→ **INSTRUCTIONS FOR THE TASK**
Only lines with the word "target" belong in the answer; copy them from the records below.

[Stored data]

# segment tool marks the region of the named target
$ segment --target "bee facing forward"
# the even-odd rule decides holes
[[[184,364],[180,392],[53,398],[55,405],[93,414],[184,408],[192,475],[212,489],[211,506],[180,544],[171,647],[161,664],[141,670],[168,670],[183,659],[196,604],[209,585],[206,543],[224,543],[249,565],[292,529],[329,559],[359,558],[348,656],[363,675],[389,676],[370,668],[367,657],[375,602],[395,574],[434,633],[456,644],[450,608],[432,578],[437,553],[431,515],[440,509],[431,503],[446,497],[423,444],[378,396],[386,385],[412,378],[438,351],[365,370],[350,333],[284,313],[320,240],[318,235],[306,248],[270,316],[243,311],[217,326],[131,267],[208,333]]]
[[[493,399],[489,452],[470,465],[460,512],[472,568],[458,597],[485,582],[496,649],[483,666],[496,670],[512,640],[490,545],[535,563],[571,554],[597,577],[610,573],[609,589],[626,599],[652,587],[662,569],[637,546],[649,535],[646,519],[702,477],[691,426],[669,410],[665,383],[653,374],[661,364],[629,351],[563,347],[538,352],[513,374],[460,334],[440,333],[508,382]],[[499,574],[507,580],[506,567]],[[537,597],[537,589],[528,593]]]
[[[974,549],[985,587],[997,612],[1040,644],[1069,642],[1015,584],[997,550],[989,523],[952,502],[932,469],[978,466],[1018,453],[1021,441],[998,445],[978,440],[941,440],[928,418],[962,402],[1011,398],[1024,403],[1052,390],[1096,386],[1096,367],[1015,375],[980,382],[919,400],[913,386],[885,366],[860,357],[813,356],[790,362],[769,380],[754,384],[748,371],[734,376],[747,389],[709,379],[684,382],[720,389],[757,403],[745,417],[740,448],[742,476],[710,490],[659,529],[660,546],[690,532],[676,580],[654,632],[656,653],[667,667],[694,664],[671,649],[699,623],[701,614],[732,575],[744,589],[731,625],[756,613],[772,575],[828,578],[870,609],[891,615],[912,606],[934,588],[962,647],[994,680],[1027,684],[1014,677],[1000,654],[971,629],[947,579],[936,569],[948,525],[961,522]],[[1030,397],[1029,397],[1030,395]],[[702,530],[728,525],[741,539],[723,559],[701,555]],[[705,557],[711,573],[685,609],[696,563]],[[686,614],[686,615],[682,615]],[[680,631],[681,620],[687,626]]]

...

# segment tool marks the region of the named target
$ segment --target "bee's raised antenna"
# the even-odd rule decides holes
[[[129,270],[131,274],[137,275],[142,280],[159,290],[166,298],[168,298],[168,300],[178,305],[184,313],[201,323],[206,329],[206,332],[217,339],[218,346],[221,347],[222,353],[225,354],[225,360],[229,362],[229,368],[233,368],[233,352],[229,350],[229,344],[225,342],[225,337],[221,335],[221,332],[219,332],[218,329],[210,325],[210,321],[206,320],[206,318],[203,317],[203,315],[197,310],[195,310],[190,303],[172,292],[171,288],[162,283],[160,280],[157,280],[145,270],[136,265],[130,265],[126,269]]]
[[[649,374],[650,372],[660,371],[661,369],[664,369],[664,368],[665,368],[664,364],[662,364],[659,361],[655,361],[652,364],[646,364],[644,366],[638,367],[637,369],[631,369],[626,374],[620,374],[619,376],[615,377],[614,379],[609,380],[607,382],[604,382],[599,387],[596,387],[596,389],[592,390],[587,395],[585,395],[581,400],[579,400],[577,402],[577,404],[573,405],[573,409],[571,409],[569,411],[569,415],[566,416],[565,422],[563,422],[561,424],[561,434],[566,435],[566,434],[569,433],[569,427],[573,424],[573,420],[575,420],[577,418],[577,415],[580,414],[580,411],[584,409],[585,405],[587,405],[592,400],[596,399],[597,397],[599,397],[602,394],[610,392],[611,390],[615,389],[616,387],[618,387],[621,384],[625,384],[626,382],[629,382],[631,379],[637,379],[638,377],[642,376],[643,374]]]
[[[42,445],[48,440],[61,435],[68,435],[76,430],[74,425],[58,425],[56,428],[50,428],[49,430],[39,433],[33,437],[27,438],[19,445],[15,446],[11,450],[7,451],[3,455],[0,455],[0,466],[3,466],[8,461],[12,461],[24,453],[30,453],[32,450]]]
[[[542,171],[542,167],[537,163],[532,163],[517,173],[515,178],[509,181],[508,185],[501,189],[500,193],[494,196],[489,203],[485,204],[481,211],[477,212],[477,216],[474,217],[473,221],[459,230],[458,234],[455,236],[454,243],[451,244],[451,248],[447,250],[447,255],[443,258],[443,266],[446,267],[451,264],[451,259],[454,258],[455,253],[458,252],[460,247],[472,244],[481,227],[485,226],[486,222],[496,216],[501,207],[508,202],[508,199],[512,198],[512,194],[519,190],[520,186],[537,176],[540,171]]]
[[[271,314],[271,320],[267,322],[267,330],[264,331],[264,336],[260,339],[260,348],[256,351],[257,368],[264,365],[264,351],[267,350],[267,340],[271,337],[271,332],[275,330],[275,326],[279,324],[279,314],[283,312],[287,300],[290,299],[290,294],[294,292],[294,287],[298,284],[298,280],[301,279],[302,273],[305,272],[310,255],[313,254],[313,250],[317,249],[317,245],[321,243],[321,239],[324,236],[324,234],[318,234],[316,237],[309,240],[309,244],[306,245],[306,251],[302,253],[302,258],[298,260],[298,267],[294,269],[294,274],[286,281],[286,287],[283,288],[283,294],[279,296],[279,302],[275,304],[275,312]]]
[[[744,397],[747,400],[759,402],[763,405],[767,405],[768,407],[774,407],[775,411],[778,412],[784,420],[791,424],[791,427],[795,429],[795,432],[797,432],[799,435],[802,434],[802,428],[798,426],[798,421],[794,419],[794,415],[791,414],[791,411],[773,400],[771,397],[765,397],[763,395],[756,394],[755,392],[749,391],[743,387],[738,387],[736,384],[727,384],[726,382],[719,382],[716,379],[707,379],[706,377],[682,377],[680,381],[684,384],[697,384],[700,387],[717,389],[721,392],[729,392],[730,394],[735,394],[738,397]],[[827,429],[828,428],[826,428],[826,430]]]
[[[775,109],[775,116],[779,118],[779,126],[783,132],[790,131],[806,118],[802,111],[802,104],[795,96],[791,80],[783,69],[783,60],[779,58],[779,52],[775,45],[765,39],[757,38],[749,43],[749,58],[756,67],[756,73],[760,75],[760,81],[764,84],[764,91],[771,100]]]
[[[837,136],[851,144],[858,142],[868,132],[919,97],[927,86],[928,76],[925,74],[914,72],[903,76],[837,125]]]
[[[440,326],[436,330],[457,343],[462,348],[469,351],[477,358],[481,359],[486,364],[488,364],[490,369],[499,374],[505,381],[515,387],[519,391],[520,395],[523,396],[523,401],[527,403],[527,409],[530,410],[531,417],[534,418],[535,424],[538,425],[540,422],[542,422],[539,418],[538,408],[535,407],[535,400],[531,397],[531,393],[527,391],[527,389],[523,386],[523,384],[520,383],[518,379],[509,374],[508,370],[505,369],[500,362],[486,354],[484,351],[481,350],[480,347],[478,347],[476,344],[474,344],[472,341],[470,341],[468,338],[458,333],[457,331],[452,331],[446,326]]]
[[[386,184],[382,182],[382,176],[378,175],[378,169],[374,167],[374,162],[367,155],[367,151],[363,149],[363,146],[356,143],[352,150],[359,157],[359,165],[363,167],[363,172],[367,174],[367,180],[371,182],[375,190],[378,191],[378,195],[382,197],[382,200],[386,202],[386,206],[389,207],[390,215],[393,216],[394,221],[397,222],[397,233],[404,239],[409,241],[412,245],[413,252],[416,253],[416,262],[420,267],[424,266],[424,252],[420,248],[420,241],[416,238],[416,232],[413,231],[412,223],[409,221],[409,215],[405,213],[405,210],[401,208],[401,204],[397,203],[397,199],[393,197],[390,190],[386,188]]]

→ **SOLUTION FOR THIS PROBLEM**
# segment tool marks the region of the named target
$ segment --target "bee facing forward"
# segment tool marks the region of the named target
$ segment --target "bee's raised antenna"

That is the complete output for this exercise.